**WHAT IS BEING ASKED**
From the article on Georgia's medical marijuana expansion, list every illness and condition named in the sentence beginning "House Bill 65, sponsored by state Rep. Allen Peake".

**TEXT PASSAGE**
***
Medical marijuana expansion moves ahead in Georgia House

Jim “J-Bo” Wages holds a bottle of cannabis oil for her daughter Sydney at their home in Dallas on Wednesday, February 8, 2017. The family was among the very first to receive permission from Georgia to use low-dose cannabis oil without fear of prosecution. HYOSUB SHIN / HSHIN@AJC.COM

Credit: Hyosub Shin

Credit: Hyosub Shin

Jim “J-Bo” Wages holds a bottle of cannabis oil for her daughter Sydney at their home in Dallas on Wednesday, February 8, 2017. The family was among the very first to receive permission from Georgia to use low-dose cannabis oil without fear of prosecution. HYOSUB SHIN / HSHIN@AJC.COM

A broad expansion to Georgia's medical marijuana law passed a key House panel Monday, moving a step closer to a floor vote ahead of Friday's deadline for passage.

House Bill 65, sponsored by state Rep. Allen Peake, R-Macon, would double the list of illnesses and conditions eligible for treatment with medical marijuana in Georgia to include AIDS, Alzheimer's disease, autism, autoimmune disease, epidermolysis bullosa, HIV, peripheral neuropathy and Tourette's syndrome.

Additionally, the bill would let people who have registration cards from other states that similarly allow possession of certain low-THC cannabis oil to also possess the oil here.

The House Judiciary Non-Civil Committee passed the bill on a 7-3 vote, after making tweaks that would require annual reporting by doctors who oversee medical marijuana patients. The committee also removed post-traumatic stress disorder from the proposed list of newly eligible diseases.
***
**RECORD SET**
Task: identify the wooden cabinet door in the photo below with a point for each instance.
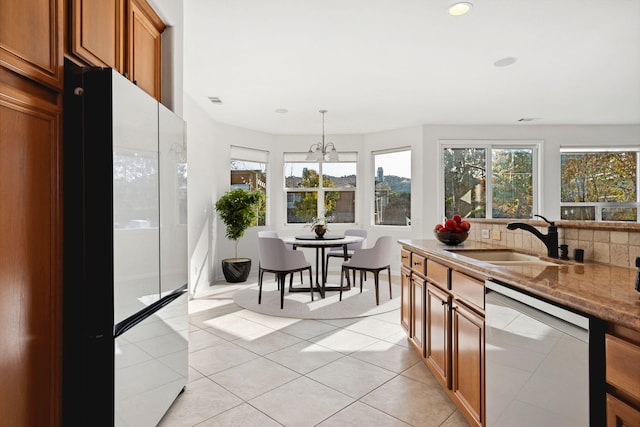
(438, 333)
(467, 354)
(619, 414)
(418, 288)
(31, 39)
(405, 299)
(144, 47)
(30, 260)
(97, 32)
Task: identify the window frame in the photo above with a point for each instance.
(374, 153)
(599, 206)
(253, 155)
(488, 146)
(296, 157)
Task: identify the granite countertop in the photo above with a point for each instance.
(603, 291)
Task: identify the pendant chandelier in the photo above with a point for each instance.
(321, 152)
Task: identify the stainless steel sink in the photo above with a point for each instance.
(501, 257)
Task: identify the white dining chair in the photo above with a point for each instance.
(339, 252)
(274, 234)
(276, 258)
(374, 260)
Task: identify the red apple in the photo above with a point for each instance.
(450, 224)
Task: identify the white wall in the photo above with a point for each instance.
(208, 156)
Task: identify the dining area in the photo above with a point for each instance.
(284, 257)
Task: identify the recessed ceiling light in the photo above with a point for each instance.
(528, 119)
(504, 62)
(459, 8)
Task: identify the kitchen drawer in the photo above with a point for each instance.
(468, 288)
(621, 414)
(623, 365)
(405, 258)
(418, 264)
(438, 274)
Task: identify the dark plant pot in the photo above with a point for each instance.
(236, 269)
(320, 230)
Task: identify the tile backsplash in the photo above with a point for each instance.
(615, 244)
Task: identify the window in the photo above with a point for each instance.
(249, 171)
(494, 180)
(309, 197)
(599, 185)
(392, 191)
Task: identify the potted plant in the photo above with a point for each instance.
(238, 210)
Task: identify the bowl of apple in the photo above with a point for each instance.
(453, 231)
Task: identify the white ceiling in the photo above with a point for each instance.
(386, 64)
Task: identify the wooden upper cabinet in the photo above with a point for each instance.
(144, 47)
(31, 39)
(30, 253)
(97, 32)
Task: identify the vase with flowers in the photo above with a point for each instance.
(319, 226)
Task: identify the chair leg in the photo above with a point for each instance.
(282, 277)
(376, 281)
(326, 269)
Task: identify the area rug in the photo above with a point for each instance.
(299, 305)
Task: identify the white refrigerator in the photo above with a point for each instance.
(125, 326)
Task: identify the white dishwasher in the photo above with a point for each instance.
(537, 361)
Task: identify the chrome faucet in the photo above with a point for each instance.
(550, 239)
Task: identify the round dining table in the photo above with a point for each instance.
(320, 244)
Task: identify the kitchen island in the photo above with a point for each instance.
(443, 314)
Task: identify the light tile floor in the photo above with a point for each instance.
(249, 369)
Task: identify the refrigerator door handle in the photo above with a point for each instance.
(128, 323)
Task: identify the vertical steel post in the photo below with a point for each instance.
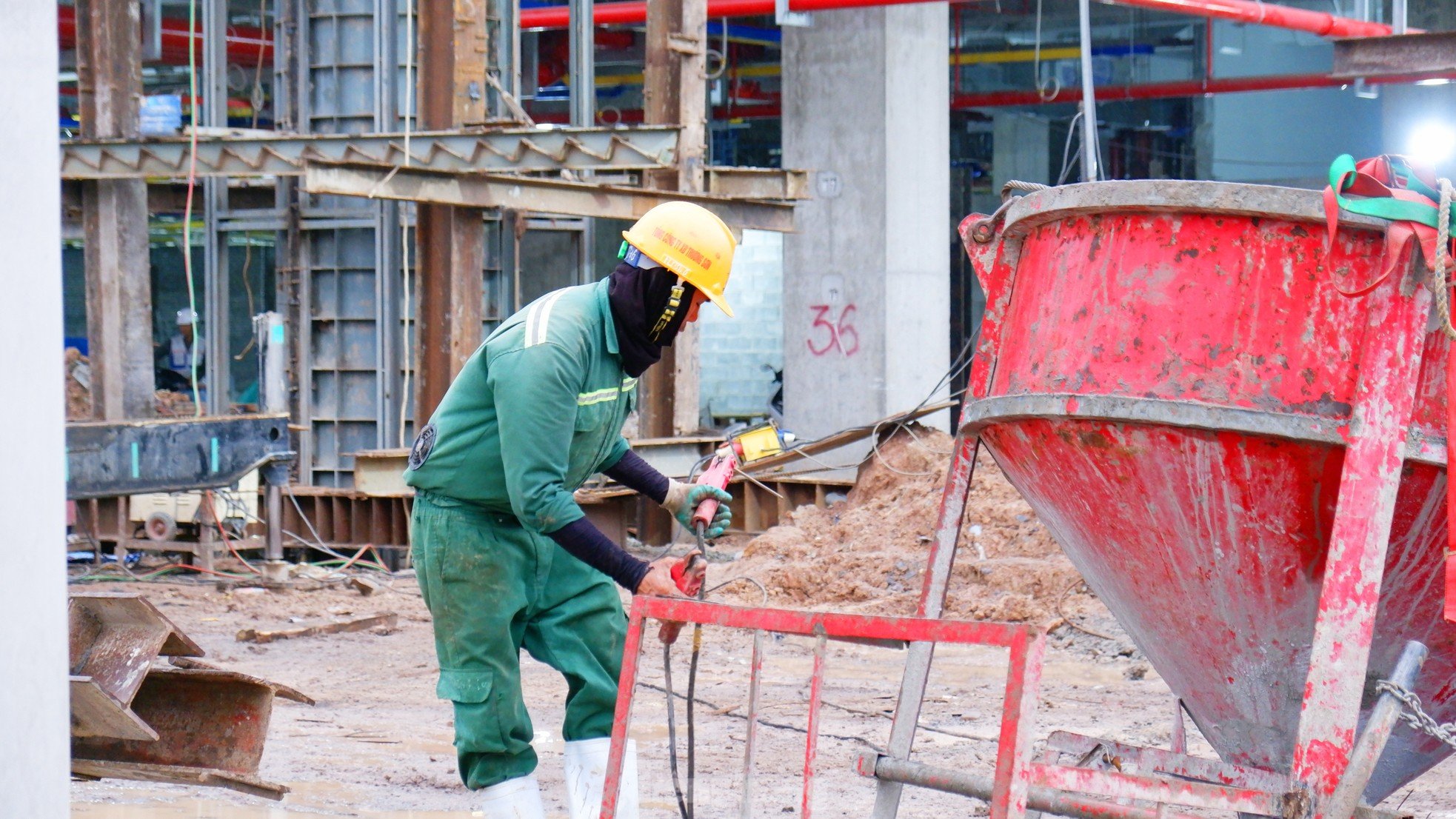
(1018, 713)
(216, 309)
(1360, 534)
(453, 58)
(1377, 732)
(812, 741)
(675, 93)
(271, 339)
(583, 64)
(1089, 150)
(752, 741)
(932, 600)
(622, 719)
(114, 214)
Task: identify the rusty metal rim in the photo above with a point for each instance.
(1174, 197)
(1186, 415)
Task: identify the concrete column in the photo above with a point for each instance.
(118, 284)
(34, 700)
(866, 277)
***
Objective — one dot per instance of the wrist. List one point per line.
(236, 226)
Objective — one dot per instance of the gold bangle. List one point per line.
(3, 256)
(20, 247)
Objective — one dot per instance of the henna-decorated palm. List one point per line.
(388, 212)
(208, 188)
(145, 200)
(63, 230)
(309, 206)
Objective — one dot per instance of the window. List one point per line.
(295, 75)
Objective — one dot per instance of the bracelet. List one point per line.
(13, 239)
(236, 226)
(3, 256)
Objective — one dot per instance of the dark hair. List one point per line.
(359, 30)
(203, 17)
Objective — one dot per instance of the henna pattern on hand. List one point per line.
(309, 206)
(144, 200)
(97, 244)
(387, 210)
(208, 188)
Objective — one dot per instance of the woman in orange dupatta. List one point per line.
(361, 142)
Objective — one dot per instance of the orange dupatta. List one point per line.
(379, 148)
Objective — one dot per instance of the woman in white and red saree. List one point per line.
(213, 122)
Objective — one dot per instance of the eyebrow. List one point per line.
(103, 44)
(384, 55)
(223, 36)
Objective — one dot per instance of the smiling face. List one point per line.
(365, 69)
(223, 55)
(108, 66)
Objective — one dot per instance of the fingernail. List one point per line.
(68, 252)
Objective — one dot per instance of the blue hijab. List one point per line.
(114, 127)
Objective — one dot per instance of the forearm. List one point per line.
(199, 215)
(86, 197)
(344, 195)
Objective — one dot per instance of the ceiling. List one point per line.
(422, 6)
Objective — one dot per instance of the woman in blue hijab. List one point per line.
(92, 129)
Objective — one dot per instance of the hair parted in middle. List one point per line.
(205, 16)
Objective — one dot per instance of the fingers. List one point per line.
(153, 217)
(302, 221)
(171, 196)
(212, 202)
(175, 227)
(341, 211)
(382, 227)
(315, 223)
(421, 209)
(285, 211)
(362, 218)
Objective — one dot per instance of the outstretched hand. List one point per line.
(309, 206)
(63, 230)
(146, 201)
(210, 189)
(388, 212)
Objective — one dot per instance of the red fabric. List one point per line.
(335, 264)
***
**RESPONSE**
AIDS, Alzheimer's disease, autism, autoimmune disease, epidermolysis bullosa, HIV, peripheral neuropathy, Tourette's syndrome